### Given problem
Will you transcribe the entries that follow, exactly and in full?

### Provided information
++++++++++

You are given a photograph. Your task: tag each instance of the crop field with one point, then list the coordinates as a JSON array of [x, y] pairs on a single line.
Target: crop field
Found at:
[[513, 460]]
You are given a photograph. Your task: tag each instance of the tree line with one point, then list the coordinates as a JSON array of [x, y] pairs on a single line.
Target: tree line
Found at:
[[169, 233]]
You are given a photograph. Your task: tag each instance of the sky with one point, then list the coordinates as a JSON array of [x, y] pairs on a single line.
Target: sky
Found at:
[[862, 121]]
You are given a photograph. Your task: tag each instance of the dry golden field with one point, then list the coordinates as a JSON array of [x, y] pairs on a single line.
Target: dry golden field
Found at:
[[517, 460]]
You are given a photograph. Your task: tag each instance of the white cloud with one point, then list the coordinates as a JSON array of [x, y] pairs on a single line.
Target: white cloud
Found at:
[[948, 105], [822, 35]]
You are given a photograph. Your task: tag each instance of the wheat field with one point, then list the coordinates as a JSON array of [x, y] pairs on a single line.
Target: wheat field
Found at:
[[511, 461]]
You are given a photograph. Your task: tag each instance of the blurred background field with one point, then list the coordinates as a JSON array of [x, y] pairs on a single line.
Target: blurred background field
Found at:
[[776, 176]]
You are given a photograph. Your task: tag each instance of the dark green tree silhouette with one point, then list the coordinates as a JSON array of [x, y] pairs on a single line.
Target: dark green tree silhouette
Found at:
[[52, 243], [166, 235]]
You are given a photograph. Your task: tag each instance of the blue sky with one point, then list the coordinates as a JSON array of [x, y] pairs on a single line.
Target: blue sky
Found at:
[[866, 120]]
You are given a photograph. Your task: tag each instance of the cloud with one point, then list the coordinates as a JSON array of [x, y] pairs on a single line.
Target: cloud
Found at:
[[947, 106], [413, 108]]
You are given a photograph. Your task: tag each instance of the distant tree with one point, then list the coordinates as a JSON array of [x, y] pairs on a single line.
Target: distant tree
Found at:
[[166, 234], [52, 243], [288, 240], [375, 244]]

++++++++++

### Expected answer
You are given a photograph. Your task: tag each instance of the crop field with one point, then list the coordinates as a JSON array of [x, y] pairs on a single line.
Target: crop field
Found at:
[[513, 460]]
You are given a photograph. Your task: tag each instance of the tree line with one point, then list the coordinates as a JSON array of [x, y] pairs on a single line.
Target: tree line
Found at:
[[169, 233]]
You are given a photograph. Your task: tag each instance of the sky with one point, then list the coordinates as a JSON array of [x, y] pairs on a single line.
Target: sky
Found at:
[[862, 121]]
You are given a photograph. Your task: tag each instance of the dry golden field with one point, then list the coordinates as a JSON array of [x, y] pairs on a single line.
Target: dry golden field
Found at:
[[517, 460]]
You are given a photograph. Your task: tag each instance of the white cloud with one point, then list the coordinates as a JSON array of [x, y] pairs on a single line.
Target: white cloud
Found at:
[[948, 105], [822, 35]]
You are given a photograph. Your task: tag each instance of the wheat field with one point, then list the coordinates as a JSON array of [x, y] pairs on a single line.
Target: wheat field
Found at:
[[511, 461]]
You are given a photograph. Your task: tag each instance of the blurred background field with one point, then list the coordinates as a JSON array of [x, y] pairs on a single line.
Target: blurred background field
Found at:
[[776, 176]]
You are given a photograph. Your task: tag each instance of the dark green tree silhouette with one point, then list the coordinates as a JSON array of [x, y] pairs on a single line.
Target: dark green tree silhouette
Found at:
[[52, 243], [166, 235]]
You are given a photograph. Your task: tag each instance of the blue sky with one point, then list the coordinates as a JSON array of [x, y] pairs on a single line.
Target: blue sky
Found at:
[[866, 120]]
You are given a photograph. Your task: tag each instance of the cloud with one point, then list the coordinates as a JSON array of [x, y] pairs on a single line.
Target: cloud
Found at:
[[947, 106], [413, 108]]
You are given a photograph. Your task: tag each instance of the distant tree with one point, then list the coordinates as a JSON array of [x, y] pairs on a single line.
Target: distant tree
Found at:
[[166, 234], [52, 243], [288, 240], [375, 244]]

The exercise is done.